- Data for this task -
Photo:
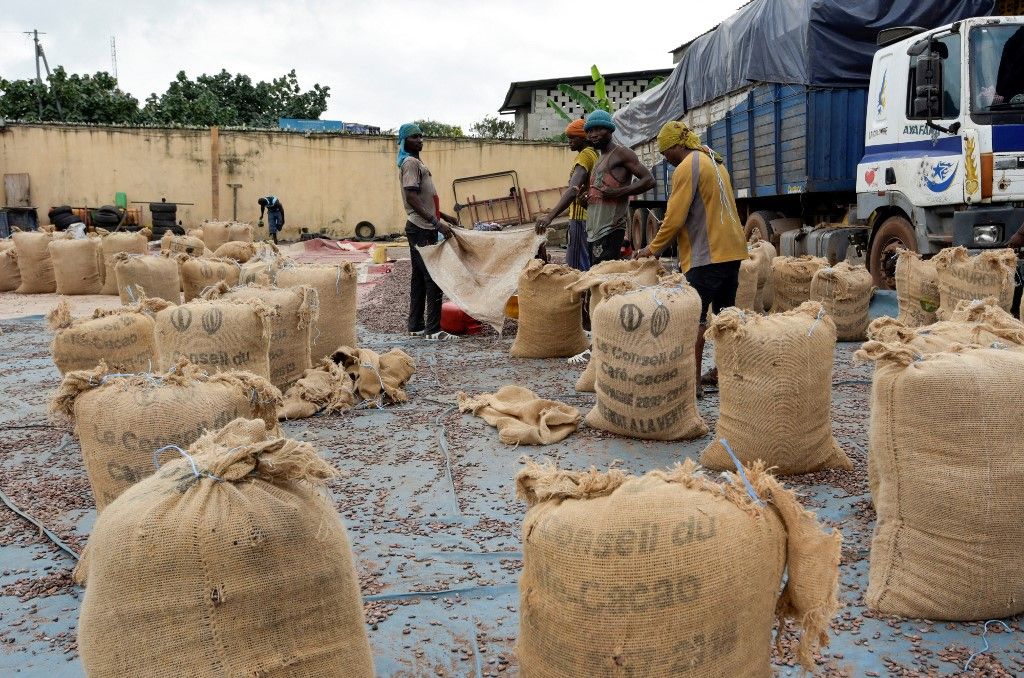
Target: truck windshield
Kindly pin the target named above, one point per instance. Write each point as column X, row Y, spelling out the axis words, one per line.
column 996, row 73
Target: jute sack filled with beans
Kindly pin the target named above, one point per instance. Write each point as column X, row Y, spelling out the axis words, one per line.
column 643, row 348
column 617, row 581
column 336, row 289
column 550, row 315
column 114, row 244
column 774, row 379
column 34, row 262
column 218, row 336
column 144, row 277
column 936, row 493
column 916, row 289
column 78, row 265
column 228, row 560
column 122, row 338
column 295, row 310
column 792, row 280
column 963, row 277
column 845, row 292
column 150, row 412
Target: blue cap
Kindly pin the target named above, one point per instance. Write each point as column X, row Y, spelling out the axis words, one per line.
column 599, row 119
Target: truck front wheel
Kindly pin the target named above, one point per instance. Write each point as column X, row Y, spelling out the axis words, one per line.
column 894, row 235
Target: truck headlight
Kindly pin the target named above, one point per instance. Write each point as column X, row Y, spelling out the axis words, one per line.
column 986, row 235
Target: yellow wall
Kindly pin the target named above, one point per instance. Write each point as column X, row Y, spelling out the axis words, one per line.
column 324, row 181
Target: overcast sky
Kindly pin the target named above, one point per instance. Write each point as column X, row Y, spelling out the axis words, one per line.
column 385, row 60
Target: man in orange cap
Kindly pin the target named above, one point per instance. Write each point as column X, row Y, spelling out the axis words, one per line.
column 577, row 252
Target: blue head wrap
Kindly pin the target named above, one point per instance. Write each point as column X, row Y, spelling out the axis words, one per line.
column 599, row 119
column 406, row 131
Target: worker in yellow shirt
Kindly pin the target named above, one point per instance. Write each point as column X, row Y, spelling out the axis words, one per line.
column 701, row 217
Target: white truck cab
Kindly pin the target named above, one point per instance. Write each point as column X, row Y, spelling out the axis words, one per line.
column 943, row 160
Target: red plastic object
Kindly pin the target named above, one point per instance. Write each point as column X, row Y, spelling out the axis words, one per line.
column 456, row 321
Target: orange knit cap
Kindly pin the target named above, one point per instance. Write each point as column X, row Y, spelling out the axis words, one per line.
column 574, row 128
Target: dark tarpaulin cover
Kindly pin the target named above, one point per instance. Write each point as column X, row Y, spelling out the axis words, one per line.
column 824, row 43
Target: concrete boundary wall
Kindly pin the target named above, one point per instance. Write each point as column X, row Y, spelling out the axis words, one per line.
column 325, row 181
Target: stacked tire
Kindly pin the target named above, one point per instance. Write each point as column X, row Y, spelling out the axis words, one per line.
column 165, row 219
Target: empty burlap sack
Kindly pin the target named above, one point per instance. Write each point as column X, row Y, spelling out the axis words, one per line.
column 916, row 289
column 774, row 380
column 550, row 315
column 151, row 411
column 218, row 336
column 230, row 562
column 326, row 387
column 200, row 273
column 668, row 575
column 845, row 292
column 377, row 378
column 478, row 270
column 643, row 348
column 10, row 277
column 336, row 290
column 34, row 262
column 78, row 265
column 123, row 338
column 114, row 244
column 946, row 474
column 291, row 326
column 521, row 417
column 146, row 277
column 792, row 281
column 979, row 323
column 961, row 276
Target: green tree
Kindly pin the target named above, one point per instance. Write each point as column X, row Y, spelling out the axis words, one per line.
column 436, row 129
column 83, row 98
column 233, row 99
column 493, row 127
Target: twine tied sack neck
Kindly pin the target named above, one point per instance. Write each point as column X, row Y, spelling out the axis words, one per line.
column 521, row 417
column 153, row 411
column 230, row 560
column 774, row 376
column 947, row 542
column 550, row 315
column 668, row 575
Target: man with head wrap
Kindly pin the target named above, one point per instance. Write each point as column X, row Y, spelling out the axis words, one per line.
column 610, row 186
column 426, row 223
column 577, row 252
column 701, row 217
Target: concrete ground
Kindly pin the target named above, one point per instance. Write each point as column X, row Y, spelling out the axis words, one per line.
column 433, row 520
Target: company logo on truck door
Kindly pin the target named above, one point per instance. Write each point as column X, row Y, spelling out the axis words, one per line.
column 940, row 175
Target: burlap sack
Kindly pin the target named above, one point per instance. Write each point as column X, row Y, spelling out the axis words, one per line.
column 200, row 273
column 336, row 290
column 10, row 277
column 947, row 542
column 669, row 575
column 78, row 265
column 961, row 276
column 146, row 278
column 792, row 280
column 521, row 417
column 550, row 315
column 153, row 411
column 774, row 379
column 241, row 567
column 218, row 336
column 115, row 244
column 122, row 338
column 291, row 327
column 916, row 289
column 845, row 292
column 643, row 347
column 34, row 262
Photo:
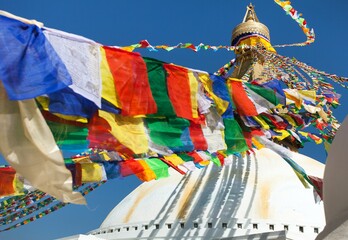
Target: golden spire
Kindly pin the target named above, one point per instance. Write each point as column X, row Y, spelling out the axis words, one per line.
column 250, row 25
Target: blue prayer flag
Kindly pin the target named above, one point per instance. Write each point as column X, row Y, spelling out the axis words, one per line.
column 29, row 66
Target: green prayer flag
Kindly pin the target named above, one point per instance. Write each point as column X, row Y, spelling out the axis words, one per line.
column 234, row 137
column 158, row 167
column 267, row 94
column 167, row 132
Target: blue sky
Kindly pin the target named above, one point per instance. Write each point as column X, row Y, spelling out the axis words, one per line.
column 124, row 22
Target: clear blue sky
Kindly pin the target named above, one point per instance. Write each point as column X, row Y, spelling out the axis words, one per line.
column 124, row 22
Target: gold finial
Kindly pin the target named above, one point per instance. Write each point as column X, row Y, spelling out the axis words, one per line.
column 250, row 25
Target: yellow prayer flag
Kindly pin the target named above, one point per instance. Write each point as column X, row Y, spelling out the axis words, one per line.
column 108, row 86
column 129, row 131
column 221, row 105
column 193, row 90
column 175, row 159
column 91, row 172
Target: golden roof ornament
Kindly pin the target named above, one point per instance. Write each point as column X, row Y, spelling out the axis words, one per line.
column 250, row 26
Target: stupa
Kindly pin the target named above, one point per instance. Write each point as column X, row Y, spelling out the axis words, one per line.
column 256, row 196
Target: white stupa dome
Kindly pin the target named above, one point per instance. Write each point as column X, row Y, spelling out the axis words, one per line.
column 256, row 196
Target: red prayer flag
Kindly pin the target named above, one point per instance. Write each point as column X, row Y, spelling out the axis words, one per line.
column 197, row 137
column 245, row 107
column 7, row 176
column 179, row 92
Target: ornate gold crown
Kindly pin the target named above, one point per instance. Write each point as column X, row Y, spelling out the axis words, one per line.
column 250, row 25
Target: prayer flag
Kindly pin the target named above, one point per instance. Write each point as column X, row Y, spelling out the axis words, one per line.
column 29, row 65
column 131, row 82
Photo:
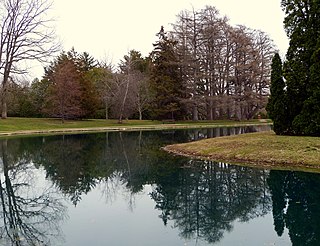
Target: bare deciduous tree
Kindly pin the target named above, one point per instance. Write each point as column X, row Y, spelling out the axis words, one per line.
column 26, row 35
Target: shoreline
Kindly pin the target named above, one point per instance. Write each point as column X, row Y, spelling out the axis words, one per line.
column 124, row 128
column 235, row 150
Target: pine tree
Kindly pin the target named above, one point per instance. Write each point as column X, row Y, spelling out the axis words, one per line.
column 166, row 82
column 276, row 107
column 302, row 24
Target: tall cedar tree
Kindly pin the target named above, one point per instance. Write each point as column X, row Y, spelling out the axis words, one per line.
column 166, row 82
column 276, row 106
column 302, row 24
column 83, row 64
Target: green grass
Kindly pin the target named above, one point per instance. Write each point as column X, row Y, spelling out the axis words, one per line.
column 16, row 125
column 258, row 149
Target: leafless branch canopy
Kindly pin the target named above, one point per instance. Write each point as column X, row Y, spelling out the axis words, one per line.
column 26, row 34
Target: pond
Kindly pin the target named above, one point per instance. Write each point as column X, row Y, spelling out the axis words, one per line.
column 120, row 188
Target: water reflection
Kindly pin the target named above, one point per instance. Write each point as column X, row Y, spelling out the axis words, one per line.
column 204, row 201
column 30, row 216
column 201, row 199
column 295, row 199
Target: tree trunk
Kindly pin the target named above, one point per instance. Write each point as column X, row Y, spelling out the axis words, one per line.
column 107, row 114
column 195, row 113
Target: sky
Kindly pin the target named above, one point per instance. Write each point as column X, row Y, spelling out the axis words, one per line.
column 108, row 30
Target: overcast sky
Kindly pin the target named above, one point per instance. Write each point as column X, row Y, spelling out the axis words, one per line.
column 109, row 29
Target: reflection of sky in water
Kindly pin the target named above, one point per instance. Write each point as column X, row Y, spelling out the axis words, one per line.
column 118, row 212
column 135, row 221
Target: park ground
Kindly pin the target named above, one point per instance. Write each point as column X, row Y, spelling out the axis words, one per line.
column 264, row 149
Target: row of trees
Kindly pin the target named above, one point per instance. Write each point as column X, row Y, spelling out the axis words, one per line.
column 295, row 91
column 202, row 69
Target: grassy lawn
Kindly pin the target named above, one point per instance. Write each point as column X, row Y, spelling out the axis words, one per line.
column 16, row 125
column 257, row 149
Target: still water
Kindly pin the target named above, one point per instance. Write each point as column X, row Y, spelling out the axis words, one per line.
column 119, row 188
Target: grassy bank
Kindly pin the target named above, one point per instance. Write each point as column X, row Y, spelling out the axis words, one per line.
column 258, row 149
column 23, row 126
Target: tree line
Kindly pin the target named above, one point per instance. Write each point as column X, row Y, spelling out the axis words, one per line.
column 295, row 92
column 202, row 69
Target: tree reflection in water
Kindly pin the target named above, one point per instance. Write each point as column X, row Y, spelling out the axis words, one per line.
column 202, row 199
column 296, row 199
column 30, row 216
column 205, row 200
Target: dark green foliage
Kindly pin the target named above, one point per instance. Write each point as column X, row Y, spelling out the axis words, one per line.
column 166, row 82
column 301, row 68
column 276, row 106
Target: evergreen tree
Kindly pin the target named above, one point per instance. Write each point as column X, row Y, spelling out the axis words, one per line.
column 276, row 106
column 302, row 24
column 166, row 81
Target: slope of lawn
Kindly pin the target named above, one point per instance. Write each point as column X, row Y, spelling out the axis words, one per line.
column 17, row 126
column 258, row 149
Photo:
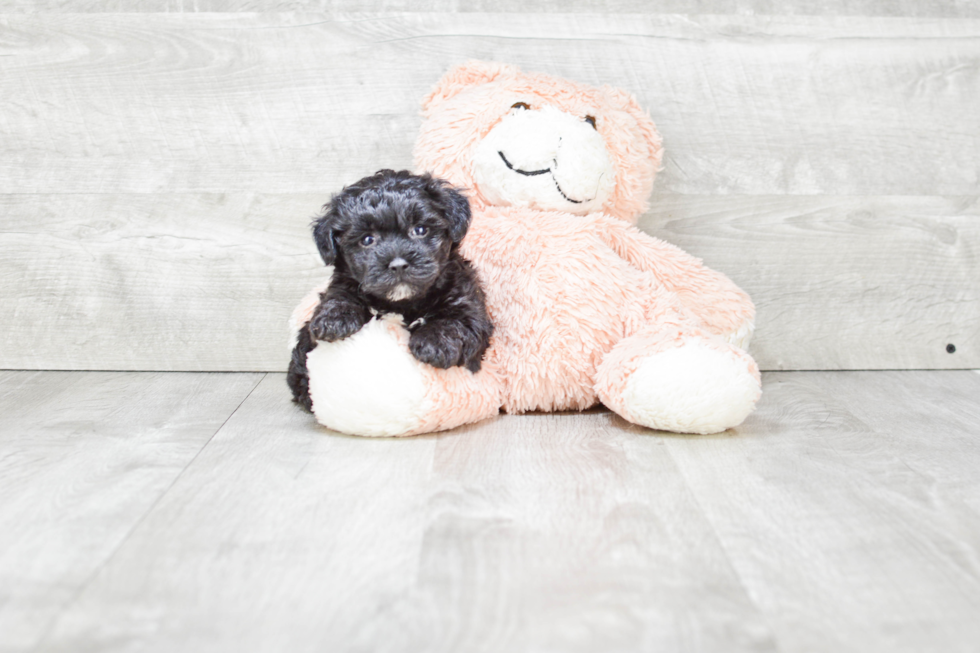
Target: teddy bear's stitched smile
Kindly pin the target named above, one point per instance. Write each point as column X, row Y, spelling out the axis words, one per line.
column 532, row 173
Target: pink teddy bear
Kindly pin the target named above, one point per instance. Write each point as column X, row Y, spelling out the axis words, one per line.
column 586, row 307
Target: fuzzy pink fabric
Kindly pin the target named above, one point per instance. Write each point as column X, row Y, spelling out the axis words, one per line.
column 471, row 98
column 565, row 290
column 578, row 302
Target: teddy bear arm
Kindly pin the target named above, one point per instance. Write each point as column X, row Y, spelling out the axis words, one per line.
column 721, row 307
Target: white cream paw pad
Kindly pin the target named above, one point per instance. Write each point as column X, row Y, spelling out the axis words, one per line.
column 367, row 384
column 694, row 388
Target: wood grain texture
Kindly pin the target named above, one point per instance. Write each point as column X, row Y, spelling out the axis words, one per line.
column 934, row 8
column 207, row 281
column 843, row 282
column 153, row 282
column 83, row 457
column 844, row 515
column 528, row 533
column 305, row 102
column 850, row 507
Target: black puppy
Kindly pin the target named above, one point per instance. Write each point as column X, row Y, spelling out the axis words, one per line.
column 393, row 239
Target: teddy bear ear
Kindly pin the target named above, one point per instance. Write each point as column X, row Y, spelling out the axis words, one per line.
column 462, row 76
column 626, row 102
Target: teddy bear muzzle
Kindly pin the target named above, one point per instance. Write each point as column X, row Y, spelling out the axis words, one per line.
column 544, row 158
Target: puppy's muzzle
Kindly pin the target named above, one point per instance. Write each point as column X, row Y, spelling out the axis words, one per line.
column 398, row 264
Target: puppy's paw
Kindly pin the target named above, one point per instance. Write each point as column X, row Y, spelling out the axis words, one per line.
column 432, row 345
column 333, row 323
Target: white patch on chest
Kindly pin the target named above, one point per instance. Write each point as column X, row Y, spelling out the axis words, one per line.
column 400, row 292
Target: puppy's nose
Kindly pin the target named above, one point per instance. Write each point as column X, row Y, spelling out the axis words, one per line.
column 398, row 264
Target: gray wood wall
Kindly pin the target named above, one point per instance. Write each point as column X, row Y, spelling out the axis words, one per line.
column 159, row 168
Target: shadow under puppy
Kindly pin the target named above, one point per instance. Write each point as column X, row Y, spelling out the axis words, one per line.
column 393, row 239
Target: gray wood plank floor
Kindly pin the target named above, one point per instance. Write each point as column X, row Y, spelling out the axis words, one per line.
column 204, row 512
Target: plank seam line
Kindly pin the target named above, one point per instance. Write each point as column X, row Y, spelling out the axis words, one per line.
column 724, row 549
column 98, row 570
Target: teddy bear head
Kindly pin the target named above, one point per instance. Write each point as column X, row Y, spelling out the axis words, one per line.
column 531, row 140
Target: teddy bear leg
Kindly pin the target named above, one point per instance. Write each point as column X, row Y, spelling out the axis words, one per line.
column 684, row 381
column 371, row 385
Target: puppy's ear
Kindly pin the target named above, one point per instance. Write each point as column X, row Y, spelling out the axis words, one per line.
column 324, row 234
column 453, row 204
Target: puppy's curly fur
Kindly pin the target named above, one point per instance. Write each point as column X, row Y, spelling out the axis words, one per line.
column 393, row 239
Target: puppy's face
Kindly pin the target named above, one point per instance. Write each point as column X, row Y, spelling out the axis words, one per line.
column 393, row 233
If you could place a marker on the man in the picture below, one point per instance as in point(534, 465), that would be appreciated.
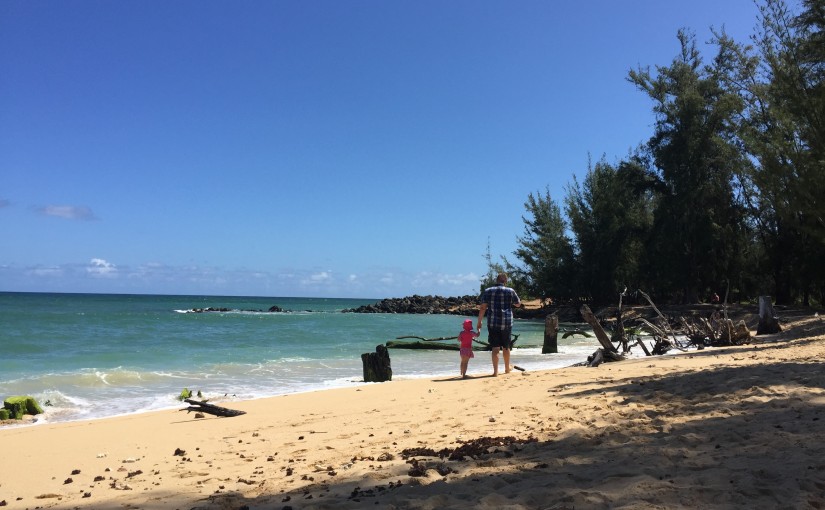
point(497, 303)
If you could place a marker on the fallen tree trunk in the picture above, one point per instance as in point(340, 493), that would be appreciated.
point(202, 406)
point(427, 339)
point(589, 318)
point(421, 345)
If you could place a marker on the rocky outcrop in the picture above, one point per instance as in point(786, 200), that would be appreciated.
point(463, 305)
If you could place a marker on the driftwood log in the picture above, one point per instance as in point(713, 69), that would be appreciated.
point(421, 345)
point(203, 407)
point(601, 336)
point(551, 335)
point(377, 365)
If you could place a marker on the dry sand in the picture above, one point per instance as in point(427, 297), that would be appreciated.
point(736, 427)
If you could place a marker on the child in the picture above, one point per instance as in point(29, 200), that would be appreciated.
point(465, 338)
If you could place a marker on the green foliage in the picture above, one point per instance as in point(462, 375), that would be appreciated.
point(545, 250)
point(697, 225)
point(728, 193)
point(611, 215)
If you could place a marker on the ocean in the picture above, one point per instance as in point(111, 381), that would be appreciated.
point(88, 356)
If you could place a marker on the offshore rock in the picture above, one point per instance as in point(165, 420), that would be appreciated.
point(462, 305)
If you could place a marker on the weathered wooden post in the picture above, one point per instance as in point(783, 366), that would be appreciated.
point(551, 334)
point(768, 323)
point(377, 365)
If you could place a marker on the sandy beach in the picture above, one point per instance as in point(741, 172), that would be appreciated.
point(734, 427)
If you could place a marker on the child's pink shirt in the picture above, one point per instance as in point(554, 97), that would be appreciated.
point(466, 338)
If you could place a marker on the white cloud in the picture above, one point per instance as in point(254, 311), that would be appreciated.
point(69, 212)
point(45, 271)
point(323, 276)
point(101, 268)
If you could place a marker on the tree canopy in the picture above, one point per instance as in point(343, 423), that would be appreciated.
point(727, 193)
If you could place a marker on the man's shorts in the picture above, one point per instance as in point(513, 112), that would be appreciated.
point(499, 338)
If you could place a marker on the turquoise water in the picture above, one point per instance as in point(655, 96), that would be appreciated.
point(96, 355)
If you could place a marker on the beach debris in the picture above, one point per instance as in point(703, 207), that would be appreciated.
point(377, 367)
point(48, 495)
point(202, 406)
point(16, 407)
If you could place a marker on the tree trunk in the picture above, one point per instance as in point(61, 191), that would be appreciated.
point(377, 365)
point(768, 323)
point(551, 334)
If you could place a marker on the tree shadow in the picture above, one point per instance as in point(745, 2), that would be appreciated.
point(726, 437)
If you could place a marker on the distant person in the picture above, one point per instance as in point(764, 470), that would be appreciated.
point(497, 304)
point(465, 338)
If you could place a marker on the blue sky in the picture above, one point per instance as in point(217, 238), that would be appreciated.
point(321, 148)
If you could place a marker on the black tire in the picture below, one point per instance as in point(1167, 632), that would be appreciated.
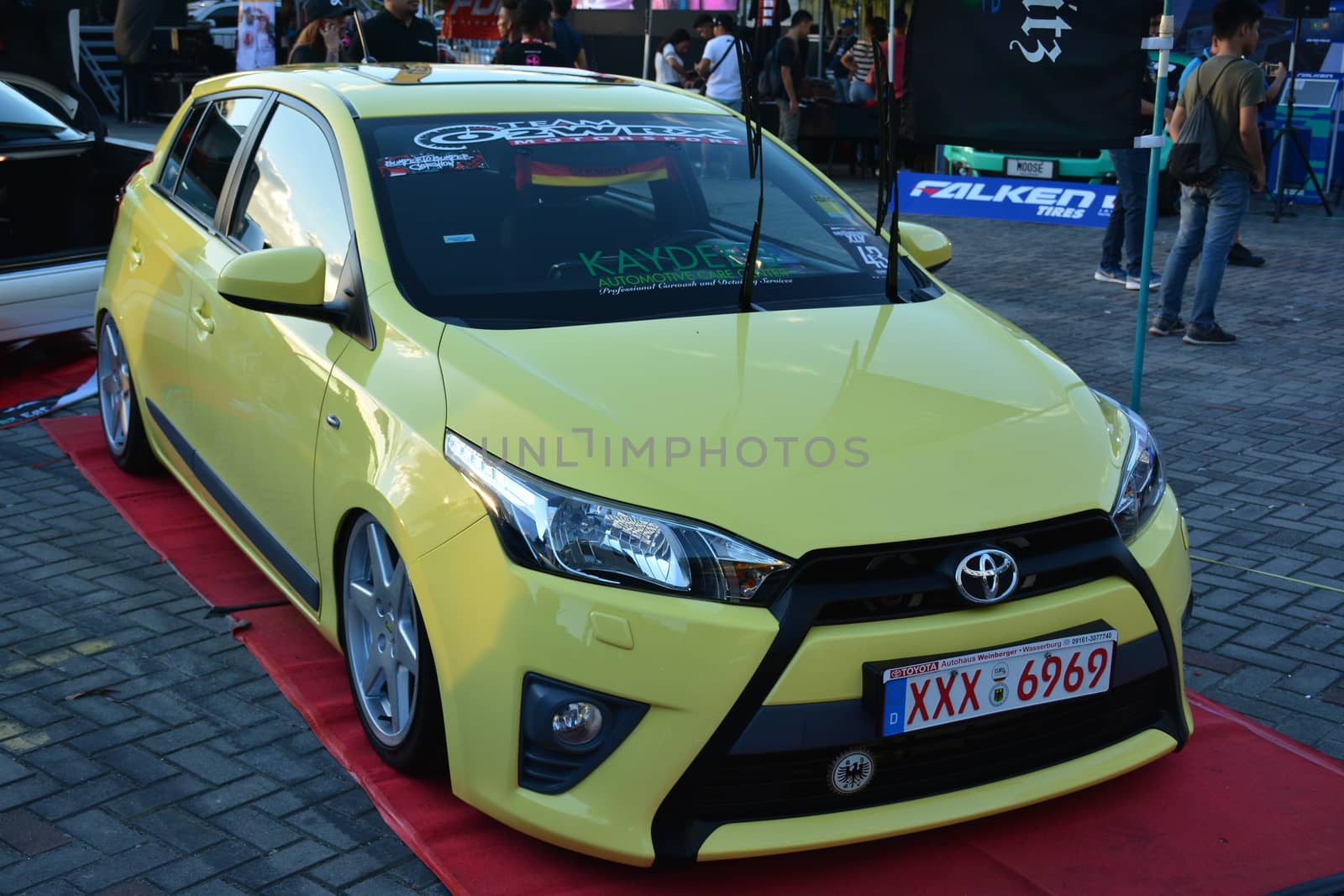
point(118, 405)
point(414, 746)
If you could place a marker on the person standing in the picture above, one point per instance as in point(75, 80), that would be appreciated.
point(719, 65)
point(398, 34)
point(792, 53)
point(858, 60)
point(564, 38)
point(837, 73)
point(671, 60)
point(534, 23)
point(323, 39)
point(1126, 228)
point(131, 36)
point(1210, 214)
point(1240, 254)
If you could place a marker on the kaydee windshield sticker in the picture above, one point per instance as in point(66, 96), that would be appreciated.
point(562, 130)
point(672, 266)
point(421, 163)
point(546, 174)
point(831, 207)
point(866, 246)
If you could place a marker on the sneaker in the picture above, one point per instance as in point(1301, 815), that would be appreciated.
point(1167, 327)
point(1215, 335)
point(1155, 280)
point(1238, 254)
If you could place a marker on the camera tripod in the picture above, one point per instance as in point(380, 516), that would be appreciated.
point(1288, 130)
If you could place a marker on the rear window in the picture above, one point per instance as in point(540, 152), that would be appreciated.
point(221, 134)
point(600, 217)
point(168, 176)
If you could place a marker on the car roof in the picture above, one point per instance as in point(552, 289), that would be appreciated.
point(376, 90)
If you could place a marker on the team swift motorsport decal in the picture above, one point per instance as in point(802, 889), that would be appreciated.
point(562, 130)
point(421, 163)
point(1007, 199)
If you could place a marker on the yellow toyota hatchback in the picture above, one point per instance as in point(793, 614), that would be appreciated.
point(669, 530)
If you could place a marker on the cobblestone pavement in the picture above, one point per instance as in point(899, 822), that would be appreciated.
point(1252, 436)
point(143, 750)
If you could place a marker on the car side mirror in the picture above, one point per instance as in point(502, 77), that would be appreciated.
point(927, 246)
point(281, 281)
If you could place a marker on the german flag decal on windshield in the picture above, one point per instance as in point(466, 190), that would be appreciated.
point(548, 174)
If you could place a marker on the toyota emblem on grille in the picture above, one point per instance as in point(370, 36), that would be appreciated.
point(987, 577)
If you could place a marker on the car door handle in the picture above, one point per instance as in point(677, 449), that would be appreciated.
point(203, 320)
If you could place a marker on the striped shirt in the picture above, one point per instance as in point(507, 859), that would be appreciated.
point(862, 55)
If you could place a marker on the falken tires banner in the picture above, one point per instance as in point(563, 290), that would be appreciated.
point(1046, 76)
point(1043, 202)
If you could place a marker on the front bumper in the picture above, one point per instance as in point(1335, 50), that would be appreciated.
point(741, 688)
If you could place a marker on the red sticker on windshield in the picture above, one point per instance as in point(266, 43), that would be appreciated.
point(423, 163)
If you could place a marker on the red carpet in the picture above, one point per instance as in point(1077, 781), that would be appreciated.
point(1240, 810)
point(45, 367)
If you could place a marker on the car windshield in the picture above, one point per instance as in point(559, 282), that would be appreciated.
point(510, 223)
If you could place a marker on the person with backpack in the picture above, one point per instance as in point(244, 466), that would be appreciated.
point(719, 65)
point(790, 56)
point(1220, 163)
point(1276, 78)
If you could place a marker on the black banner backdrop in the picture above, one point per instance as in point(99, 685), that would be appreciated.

- What you will do -
Can you copy the items word for word, starting at the very beginning and ending after the line that contains "column 996, row 73"? Leave the pictures out of your reply.

- Written answer -
Photo:
Target: truck windshield
Kindly pin the target named above, one point per instance. Write each point as column X, row Y, spelling out the axis words, one per line.
column 996, row 73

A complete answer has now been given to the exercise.